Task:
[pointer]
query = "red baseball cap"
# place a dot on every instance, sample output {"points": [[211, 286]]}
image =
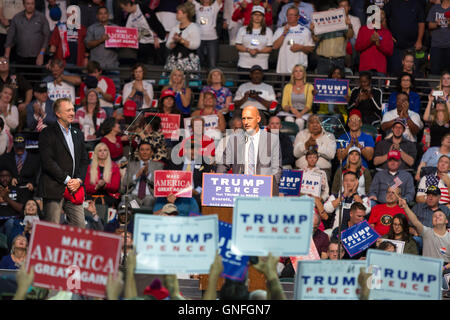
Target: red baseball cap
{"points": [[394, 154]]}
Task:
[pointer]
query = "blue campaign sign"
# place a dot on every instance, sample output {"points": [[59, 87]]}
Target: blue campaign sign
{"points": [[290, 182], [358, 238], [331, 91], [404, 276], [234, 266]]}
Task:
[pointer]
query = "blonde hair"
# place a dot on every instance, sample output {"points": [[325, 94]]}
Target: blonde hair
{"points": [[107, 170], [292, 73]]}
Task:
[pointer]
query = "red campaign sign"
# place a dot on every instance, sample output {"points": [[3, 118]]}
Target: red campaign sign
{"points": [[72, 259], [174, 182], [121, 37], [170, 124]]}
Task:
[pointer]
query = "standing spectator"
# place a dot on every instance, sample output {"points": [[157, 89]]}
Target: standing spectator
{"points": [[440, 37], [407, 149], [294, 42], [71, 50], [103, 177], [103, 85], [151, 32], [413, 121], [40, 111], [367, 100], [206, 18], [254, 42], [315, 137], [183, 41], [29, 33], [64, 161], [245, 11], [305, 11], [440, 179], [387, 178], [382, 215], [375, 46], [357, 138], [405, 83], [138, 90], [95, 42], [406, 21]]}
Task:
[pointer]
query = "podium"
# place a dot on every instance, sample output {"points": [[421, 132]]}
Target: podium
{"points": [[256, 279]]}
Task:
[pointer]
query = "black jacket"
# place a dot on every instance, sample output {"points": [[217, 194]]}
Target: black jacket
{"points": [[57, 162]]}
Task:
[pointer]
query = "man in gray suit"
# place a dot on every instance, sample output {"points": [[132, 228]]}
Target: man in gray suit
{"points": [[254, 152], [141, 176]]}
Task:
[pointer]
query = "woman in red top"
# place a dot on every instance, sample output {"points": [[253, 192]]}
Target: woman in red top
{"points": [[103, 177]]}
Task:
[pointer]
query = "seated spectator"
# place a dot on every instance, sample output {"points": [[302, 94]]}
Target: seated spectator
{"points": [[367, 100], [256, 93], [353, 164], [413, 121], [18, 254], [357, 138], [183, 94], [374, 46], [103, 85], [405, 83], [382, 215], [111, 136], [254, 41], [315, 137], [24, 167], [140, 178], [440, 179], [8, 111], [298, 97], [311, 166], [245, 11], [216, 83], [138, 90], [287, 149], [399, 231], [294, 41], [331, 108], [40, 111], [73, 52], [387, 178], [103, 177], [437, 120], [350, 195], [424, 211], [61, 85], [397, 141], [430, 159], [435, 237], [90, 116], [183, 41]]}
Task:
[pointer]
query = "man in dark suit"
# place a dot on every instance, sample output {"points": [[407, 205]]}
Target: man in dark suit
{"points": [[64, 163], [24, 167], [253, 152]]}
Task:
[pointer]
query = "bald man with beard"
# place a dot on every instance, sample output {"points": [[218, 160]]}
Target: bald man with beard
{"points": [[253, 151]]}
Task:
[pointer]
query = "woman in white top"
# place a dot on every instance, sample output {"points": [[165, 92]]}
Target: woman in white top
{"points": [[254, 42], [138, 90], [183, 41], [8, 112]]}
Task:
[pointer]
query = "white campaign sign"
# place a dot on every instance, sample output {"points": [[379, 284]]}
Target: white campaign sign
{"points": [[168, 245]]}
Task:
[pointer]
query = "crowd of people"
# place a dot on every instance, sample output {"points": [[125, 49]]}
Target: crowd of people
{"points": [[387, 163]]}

**WHAT IS NEEDED**
Set down the material exactly, every line of it, except for the pictures.

**RESPONSE BOX**
Task:
[pointer]
query = "red baseball cap"
# place a dot on every instance, sample output {"points": [[211, 286]]}
image =
Target: red baseball cap
{"points": [[394, 154]]}
Task:
[pointer]
query = "blue campaign sign"
# place a dot on every instance, sample output {"points": [[59, 87]]}
Target: blue campaign sign
{"points": [[290, 182], [358, 238], [331, 91], [404, 276], [234, 266]]}
Task:
[pointer]
query = "blonde hair"
# place a dot on every instance, sample output {"points": [[325, 94]]}
Target: blonde hair
{"points": [[107, 170], [292, 73]]}
Task:
[pointer]
query = "red campaign sign"
# place a dot on every instance, sample output {"points": [[3, 118]]}
Target: red campaign sign
{"points": [[72, 259], [174, 182], [121, 37], [170, 124]]}
Task:
[pointer]
query = "standing spectator"
# place a dot on every instance, sample output {"points": [[157, 89]]}
Target: standing spectator
{"points": [[440, 37], [407, 149], [294, 42], [71, 50], [103, 177], [103, 85], [151, 32], [413, 121], [40, 111], [367, 100], [206, 18], [254, 42], [315, 137], [183, 41], [29, 33], [64, 161], [245, 11], [305, 11], [440, 179], [387, 178], [382, 215], [375, 46], [357, 138], [405, 83], [138, 90], [95, 42], [406, 21]]}
Task:
[pointer]
query = "podium"
# place a dot on every instance, sample output {"points": [[421, 132]]}
Target: podium
{"points": [[256, 279]]}
Task:
[pointer]
query = "black jacket"
# place a dot on every instance, sample output {"points": [[217, 194]]}
Target: black jacket
{"points": [[57, 162]]}
Task:
[pointer]
query = "man in gray suit"
# place a dot on every instance, sample output {"points": [[132, 228]]}
Target: man in gray suit
{"points": [[254, 152], [141, 176]]}
Task:
[pointer]
query = "woman in red top"
# place a dot on every instance, sample output {"points": [[253, 192]]}
Target: woman in red top
{"points": [[103, 177]]}
Task:
[pointer]
query = "seated spectator"
# place a dot on every instance, sample output {"points": [[302, 94]]}
Target: seated spectator
{"points": [[367, 100], [256, 93], [353, 164], [413, 121], [18, 254], [357, 138], [183, 94], [374, 46], [103, 85], [405, 83], [382, 215], [111, 136], [254, 41], [315, 137], [24, 167], [140, 178], [440, 179], [8, 111], [298, 97], [311, 166], [245, 11], [216, 83], [138, 90], [287, 149], [399, 231], [294, 41], [331, 108], [40, 111], [73, 52], [387, 178], [103, 177], [437, 120], [350, 195], [424, 211], [61, 85], [397, 141], [430, 159], [435, 237], [90, 116], [183, 41]]}
Task:
[pointer]
query = "man in dark suit"
# place a dot on every instance, sample output {"points": [[407, 205]]}
Target: man in dark suit
{"points": [[64, 163], [24, 167], [253, 152]]}
Task:
[pointer]
query = "bald man with beard"
# place a dot on every instance, sample output {"points": [[218, 160]]}
Target: bald man with beard
{"points": [[253, 151]]}
Task:
[pointer]
query = "woman in white top"
# place a dot on every instance, sample output {"points": [[165, 92]]}
Target: woman in white top
{"points": [[254, 42], [138, 90], [183, 41], [8, 112]]}
Task:
[pointer]
query = "white campaign sign"
# place a dot on every instance, sample output {"points": [[379, 284]]}
Target: white campaign sign
{"points": [[168, 245]]}
Task:
[pointer]
query = "crowd of people"
# place a dot on every instance, sample output {"points": [[125, 49]]}
Target: crowd of people
{"points": [[387, 163]]}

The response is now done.